The Only Black Guy at the Indie Rock Show
I. Portrait of the Author as a Young Punk
I was born around hip hop, but my life as a music fan didn’t start until the summer of 1991. My parents were young when they had me, so it’s not an exaggeration when I say I’ve been listening to hip hop since the womb. The sounds of Schooly D, Boogie Down Productions and the Juice Crew pushed through the speakers and through the air, past the weed clouds floating throughout my mother’s apartment. People tell stories all the time about how their parents bounced them on the knee listening to the Beatles or Neil Young; I grew up wiggling my arms to “Sucker MCs” and standing on my tiptoes while my mother let me pretend I was a DJ and scratch up her LL Cool J records on a dusty thrift-store turntable. And as with many things you grow up with (aside from genuinely fascinating “golden era” rappers like Rakim or Kool G. Rap), rap started to feel rote to me; it felt like “my parents’ music,” an odd feeling to have in the late-’80s, where hip hop had just entered the mainstream as America’s New Rebel Culture.
Imagine a kid who had never paid attention to guitar music flipping the channel to MTV and hearing the beginning of Nirvana’s breakthrough single -- those four sloppy, imprecise chords that always, especially upon first listen, sounded like they were leading to something gloriously cacophonous. The cacophony was not a fake-out. The chorus explodes and Cobain sounds like he was about to shred his throat completely. Here we are now, entertain us. There’s a guitar solo, which is really just essentially the guitar bellowing Cobain’s sentiments. A denial. A denial. A denial. Nirvana was my gateway to a completely different world than the one I had known, and there was no way for me to turn back.
"When I listened to rock music as a kid, it often felt like I was sneaking past the guards of racial barriers and into a cool party I wasn’t invited to. But I didn’t want to feel that way."
There was no individual precedent for my love of alternative and punk culture. My family and neighborhood friends all exclusively listened to contemporary rap and R&B, the former not truly capturing my imagination until a year later (Wu-Tang Clan’s “C.R.E.A.M.” was the rap equivalent of “Smells Like Teen Spirit” in terms of opening my eyes to a new world). R&B still doesn’t appeal to me. There’s a sense of defiance that comes with liking something you’re not “supposed” to like; in a way, I knew I was sabotaging the uniform order among black kids my age. But mostly, it felt like something I could claim for my own, a part of American culture that wasn’t handed down to me or illustrated in history books. It wasn’t my parents’ music. It was something that was happening right now, and regardless of the color lines placed between it and me, it was something that I was a part of.

[To do]
1 - Answer these about the indie rock essay above, one line each:
(a) In what summer does the author say their life as a music fan began?
(b) Which Wu-Tang Clan song does the essay compare to "Smells Like Teen Spirit"?
(c) Whose records did the author's mother let them scratch on the turntable?
2 - Resume the indie rock essay above, writing on from its final paragraph.

[Extracted entries]
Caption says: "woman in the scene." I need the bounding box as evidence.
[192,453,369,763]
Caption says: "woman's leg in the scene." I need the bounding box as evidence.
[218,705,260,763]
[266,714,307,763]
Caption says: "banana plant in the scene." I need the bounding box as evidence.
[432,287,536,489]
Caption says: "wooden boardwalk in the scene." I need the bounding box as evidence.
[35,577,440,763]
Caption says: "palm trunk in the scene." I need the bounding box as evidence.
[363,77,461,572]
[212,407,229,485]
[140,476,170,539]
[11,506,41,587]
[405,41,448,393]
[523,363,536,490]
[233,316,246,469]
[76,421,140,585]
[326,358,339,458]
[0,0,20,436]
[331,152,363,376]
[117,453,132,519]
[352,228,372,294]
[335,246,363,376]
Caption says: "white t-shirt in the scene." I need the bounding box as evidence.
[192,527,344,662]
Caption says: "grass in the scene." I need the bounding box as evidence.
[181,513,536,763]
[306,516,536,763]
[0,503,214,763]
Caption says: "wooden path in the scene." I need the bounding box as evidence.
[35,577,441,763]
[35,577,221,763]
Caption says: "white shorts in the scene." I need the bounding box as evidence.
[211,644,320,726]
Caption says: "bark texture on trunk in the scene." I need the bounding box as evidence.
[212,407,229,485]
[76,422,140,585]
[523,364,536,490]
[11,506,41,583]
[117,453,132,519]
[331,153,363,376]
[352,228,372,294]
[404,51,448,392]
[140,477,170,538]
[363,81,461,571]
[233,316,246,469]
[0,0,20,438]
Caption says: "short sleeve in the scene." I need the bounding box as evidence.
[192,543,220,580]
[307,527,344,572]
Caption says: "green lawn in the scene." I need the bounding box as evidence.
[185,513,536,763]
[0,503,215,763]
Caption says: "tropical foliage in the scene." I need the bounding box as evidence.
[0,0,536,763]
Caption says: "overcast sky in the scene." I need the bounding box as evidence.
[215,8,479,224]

[Answers for this exercise]
1 -
(a) The summer of 1991.
(b) "C.R.E.A.M."
(c) LL Cool J's.

2 -
When you’re young, you emulate people you think are cool (particularly, people who look like you), and this game of pretend ultimately shapes your aesthetic and values, if you find a shape that fits. I was told I was a peculiar kid. I was introverted and unpopular. With my flat feet, nasal voice, and the crisp pronunciation I learned from watching teen movies on TV, the teasing was almost understandable. I pored over skateboarding catalogs and begged my mother for Alien Workshop hoodies. I naturally gravitated toward the outsider mentality of alternative culture. Most children tend to find role models pretty close to their own image, but I wasn’t afforded that privilege, since only white people seemed to do the things I wanted to do. I liked skateboarding but hadn’t yet heard of Kareem Campbell, so I obsessively studied Ed Templeton videos. Though I liked the simple-but-effective jokes and fish-out-of-water theme of The Fresh Prince of Bel Air, I greatly preferred the whip-smart dialogue of Cheers. I used to think about how almost all the artists I liked seemed to be white, and this fact was most glaring when it came to music.
Encountering a black musician who was into the same things as me always involved some sort of complication. I thought Living Colour were corny. I was turned off by Bad Brains after I learned about H.R.’s vehement homophobia. And though I’ve been living in a middle-class suburb of Seattle for almost 15 years now, back then I lived in a housing project in High Point, North Carolina, so there were no cool record stores around for me to find more obscure black alternative and punk artists like beloved Gories frontman Mick Collins. This was in the early-’90s, before virtually everyone (especially people whose parents signed Section 8 contracts before moving into apartments) had Internet access, so all of my alternative culture came through MTV. So why shouldn’t I have adopted Cobain, MTV’s poster boy, as a role model? His music was the soundtrack to my life, his taste put me on to the Velvet Underground, Beat Happening and the Raincoats, and he was an avid feminist who completely divorced himself from the alpha male mentality. He loved Thurston Moore, I loved Thurston Moore. There were few things in my life that made more sense.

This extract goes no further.